◆ Problem details ◆
Find every row below that contains the word "fender" and copy each of those rows in full. Match the word with the same capital and small letters.

Items from a data source
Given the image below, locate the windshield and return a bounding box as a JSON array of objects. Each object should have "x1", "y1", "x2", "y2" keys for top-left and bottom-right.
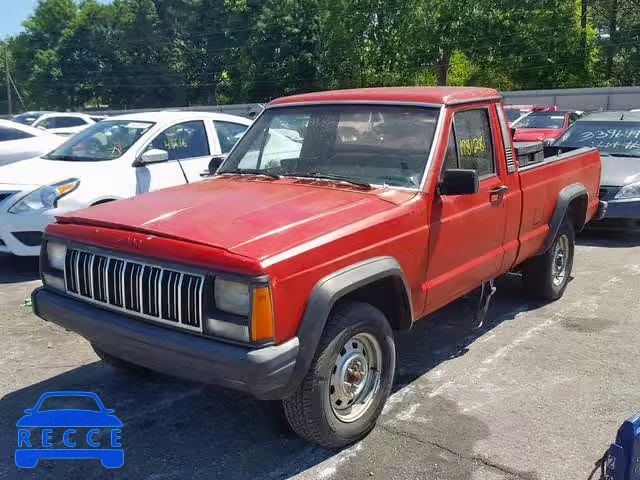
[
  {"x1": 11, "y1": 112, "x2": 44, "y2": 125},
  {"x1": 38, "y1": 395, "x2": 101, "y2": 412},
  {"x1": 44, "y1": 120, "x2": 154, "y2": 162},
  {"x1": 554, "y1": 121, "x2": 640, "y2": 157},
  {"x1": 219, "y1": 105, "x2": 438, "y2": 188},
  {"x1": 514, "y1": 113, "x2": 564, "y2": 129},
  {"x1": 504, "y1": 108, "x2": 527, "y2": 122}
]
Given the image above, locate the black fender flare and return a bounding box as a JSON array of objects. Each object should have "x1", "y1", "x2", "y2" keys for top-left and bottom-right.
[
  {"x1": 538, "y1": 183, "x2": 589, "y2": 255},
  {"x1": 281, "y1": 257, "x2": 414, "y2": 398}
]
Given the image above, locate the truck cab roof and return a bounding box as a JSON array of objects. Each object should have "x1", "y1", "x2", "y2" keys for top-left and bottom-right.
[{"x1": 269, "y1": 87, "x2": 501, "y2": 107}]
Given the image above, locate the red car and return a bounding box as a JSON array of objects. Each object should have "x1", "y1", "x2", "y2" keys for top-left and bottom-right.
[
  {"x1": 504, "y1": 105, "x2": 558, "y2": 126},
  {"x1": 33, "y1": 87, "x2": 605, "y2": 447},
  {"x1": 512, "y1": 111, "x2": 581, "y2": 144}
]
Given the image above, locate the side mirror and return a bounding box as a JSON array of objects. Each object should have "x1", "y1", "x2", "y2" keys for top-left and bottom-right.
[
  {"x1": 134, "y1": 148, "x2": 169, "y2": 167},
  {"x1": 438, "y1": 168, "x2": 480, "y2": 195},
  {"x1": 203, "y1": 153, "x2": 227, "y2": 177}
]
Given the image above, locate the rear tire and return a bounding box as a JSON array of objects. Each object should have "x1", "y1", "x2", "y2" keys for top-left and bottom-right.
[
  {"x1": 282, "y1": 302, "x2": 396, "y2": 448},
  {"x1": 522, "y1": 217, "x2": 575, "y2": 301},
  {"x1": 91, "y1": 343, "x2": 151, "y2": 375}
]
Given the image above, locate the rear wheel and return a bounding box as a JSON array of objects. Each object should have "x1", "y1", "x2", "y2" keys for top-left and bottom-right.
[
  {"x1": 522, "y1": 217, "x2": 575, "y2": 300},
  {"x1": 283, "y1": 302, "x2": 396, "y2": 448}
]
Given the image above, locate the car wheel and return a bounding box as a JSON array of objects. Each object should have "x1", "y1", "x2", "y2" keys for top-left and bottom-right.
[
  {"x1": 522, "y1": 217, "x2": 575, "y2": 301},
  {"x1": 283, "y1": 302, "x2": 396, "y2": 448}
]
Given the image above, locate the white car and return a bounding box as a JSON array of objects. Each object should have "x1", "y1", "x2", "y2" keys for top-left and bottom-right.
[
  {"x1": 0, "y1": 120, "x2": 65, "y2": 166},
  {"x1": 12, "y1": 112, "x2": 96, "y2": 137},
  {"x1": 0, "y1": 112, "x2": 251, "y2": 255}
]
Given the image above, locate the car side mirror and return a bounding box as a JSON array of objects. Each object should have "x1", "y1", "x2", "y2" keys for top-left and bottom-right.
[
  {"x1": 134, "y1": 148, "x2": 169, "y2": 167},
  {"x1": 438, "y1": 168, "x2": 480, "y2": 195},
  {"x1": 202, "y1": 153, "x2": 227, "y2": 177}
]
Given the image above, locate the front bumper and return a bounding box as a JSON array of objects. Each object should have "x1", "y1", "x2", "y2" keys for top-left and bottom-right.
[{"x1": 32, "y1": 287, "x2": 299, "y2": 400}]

◆ Finished exercise ◆
Given the image above, locate the black fender flare and return a bounding box as a JSON array of objects. Each object should have "x1", "y1", "x2", "y2" keys for top-left and bottom-right.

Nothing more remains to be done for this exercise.